--- Exercise input ---
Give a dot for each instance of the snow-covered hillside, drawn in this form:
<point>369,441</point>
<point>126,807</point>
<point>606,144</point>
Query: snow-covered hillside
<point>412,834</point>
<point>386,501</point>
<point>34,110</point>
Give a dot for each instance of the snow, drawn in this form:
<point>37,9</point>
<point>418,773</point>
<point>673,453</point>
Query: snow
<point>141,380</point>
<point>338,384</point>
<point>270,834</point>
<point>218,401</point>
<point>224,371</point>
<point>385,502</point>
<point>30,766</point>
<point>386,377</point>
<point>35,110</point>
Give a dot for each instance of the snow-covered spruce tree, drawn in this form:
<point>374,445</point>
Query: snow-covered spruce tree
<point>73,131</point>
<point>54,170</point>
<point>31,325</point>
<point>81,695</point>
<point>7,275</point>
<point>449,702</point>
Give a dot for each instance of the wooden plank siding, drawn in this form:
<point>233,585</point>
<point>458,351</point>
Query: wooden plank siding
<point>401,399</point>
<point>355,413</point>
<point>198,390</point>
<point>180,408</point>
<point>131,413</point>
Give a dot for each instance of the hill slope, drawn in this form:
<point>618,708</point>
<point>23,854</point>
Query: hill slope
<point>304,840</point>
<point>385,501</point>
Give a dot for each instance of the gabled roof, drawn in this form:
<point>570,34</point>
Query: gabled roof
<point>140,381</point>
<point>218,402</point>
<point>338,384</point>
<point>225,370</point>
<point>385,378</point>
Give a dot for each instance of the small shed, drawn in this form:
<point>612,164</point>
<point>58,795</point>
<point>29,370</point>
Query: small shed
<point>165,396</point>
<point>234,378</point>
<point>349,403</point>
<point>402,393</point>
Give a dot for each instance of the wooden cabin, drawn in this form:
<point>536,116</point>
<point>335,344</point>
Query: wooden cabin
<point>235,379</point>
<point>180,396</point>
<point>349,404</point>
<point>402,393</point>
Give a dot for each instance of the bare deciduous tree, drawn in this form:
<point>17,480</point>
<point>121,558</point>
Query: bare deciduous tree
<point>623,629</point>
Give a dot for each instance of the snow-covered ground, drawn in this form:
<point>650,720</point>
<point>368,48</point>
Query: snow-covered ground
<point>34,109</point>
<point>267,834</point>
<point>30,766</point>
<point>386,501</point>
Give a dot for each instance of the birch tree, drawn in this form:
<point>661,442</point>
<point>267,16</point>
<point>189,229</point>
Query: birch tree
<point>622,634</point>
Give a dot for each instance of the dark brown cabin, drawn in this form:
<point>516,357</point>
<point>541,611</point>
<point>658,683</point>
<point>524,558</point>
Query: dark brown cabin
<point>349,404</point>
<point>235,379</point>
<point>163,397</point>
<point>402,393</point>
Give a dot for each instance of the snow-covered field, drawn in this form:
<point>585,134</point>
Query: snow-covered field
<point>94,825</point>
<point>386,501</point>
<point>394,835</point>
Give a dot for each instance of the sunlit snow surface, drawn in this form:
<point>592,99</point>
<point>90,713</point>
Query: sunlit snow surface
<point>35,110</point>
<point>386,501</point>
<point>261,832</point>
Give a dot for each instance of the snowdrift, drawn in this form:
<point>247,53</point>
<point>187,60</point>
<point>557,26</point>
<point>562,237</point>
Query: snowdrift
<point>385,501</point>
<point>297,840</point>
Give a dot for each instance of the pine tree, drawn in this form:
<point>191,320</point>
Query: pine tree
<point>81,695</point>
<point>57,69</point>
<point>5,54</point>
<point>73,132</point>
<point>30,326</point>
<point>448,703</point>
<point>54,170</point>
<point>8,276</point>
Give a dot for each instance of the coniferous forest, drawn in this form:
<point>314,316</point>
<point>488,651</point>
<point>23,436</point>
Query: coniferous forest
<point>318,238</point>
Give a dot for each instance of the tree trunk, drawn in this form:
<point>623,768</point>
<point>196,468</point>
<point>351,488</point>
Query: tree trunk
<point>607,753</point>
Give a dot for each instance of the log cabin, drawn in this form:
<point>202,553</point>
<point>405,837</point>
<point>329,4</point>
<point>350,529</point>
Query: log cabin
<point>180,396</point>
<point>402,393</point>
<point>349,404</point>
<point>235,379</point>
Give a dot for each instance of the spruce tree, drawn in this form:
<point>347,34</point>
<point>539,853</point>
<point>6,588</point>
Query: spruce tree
---
Take exactly the lines from the one containing "Query: bare deciduous tree" through the one containing "<point>658,683</point>" in the data above, and output them with nothing added.

Solution to this problem:
Query: bare deciduous tree
<point>623,629</point>
Give a dot for each instance of the snow-covered ground, drawn in this form:
<point>650,720</point>
<point>368,48</point>
Query: snow-covered ground
<point>34,109</point>
<point>267,834</point>
<point>30,766</point>
<point>386,501</point>
Give a dot for each instance of the birch tree, drawn in this form:
<point>661,442</point>
<point>267,16</point>
<point>189,229</point>
Query: birch tree
<point>622,634</point>
Give a dot for each instance of the dark brown cabin, drawn in this form:
<point>516,357</point>
<point>541,611</point>
<point>658,683</point>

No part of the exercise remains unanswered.